Pointing dataset listing:
------------------------------------

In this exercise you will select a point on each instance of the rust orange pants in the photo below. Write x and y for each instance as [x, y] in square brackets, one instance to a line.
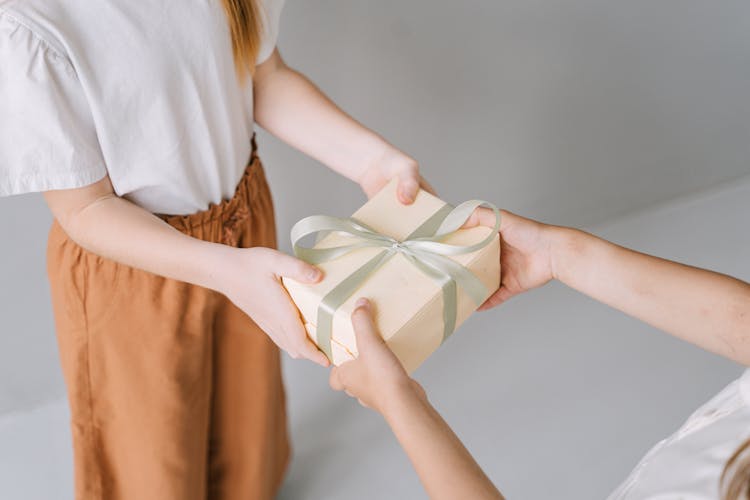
[175, 394]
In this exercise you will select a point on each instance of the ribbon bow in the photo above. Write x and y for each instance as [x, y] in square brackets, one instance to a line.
[423, 247]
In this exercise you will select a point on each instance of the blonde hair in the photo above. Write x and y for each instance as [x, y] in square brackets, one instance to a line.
[735, 480]
[246, 28]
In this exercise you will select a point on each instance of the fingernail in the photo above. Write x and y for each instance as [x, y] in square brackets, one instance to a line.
[313, 274]
[405, 197]
[362, 302]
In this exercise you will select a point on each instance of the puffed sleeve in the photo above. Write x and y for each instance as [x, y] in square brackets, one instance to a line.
[271, 21]
[47, 134]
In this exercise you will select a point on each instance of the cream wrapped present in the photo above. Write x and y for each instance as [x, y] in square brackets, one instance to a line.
[422, 273]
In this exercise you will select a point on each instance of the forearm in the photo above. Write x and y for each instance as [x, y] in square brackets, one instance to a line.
[705, 308]
[121, 231]
[445, 467]
[293, 109]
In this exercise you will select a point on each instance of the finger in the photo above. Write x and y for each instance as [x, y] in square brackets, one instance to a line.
[334, 380]
[496, 299]
[365, 331]
[305, 347]
[408, 184]
[426, 186]
[298, 270]
[300, 345]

------------------------------------

AIM: Please copy out the listing above, swapping every "photo" for "image" and leaving everything else unchanged. Omit the pictures from your answer.

EXPECTED ANSWER:
In this exercise you will select a point on each instance of the rust orange pants in the image below. Write x and y for each instance as [x, y] in square brackets, one instance to a line.
[175, 394]
In this exercise you will select a point on each instance of the ribbon bow in the image above. Write x and y for each instance as [x, y] in square brackets, one instance to a line.
[423, 247]
In this exercise you will select a point on each instance of the blonde hair in the image above. Write x and y for each instance as [x, y] in square brackets, one instance to a line.
[735, 480]
[246, 28]
In this exercise you will select a point on each instance of the fingernail in the image above. Write x and y for each instance as [x, y] in square brackets, one instance to a line.
[313, 274]
[405, 197]
[362, 302]
In this exercise you will select a point on each instance of the puffed sleeve in the image above. Write x and y for each instance as [x, y] in square brackets, one instance to a line.
[271, 21]
[47, 134]
In this exercise you will select a point on each instance of the cream wrapped present in the image above. Write x and y for each instance as [x, y] in square brackets, one instance to a line.
[422, 273]
In this exercise you will select a point on each instance of the forearm in the image above. Write x and y for each instance as [x, y] in square brackets, one instance to a line.
[705, 308]
[121, 231]
[445, 467]
[293, 109]
In this exercise you will select a point on each instance of the finger in the image above. Write x and y for each instance as [x, y] in square brackets, one instance to a line.
[334, 380]
[496, 299]
[365, 331]
[305, 347]
[408, 184]
[426, 186]
[298, 270]
[300, 345]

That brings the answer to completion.